[Location annotation dataset excerpts]
━━━
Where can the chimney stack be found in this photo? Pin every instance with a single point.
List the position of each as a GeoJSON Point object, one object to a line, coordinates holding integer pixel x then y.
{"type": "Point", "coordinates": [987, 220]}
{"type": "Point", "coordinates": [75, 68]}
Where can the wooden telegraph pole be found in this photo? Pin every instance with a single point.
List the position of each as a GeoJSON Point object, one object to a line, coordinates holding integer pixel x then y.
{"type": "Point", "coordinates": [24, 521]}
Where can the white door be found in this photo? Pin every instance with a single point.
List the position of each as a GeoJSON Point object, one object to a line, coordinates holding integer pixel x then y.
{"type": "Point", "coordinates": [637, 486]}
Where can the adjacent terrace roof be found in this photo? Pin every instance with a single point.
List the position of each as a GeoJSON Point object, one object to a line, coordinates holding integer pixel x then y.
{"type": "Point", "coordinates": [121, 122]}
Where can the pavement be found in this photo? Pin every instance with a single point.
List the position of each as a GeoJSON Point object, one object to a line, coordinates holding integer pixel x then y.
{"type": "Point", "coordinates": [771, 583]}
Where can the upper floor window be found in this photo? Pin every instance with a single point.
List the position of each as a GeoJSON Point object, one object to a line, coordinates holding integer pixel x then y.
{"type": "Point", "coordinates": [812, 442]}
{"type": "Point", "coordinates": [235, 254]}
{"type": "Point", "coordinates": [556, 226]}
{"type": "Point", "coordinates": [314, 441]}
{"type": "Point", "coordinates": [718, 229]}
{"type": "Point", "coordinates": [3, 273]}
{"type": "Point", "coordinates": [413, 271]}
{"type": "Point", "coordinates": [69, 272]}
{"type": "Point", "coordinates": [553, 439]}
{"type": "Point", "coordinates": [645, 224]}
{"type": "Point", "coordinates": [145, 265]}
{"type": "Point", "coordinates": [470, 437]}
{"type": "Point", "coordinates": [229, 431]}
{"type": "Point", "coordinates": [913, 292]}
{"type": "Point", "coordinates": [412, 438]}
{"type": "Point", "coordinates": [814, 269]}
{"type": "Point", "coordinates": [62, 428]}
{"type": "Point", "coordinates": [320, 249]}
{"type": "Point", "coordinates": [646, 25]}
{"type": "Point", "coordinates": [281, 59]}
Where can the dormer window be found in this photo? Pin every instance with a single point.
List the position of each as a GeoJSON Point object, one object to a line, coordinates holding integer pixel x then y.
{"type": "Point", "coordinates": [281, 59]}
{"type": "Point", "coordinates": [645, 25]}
━━━
_Prompt:_
Extract every entry in the listing word for word.

_Final answer:_
Where can the chimney stack be found in this photo? Pin every instance with a single point.
List the position of each as a GeoJSON Point object, one object to a line, coordinates holding integer pixel x then y.
{"type": "Point", "coordinates": [987, 220]}
{"type": "Point", "coordinates": [75, 68]}
Where can the wooden telegraph pole be found in this photo? Pin every instance with a single point.
List the position of each as a GeoJSON Point object, one object to a line, coordinates holding integer pixel x then y.
{"type": "Point", "coordinates": [24, 521]}
Where can the white door be found in this photo? Pin every instance with a single point.
List the position of each as a GeoJSON Point object, one object to a line, coordinates holding integer pixel x then y.
{"type": "Point", "coordinates": [637, 486]}
Where can the adjacent terrace roof be found in this photo? Pin every instance with a single point.
List the position of each as a GeoJSON Point object, one object to a line, coordinates holding integer pixel x then y.
{"type": "Point", "coordinates": [121, 122]}
Where can the pavement be found in this photo? Pin every instance with a single point.
List the position of each as a GeoJSON Point object, one object to a line, coordinates holding integer pixel x then y.
{"type": "Point", "coordinates": [771, 583]}
Where can the upper floor window be found in this photo? Pin every instance with a single point.
List the position of each as a GeoJSON Point object, one object to a line, coordinates holding integer pixel x then y.
{"type": "Point", "coordinates": [812, 442]}
{"type": "Point", "coordinates": [235, 254]}
{"type": "Point", "coordinates": [556, 226]}
{"type": "Point", "coordinates": [314, 441]}
{"type": "Point", "coordinates": [718, 229]}
{"type": "Point", "coordinates": [3, 273]}
{"type": "Point", "coordinates": [413, 271]}
{"type": "Point", "coordinates": [69, 272]}
{"type": "Point", "coordinates": [553, 439]}
{"type": "Point", "coordinates": [645, 224]}
{"type": "Point", "coordinates": [145, 265]}
{"type": "Point", "coordinates": [470, 437]}
{"type": "Point", "coordinates": [229, 431]}
{"type": "Point", "coordinates": [913, 292]}
{"type": "Point", "coordinates": [412, 438]}
{"type": "Point", "coordinates": [814, 269]}
{"type": "Point", "coordinates": [62, 428]}
{"type": "Point", "coordinates": [320, 249]}
{"type": "Point", "coordinates": [646, 25]}
{"type": "Point", "coordinates": [281, 59]}
Where can the dormer window be found in this photo? Pin every instance with a single point.
List the position of each as a GeoJSON Point object, one object to a line, coordinates holding integer pixel x then y.
{"type": "Point", "coordinates": [281, 59]}
{"type": "Point", "coordinates": [645, 25]}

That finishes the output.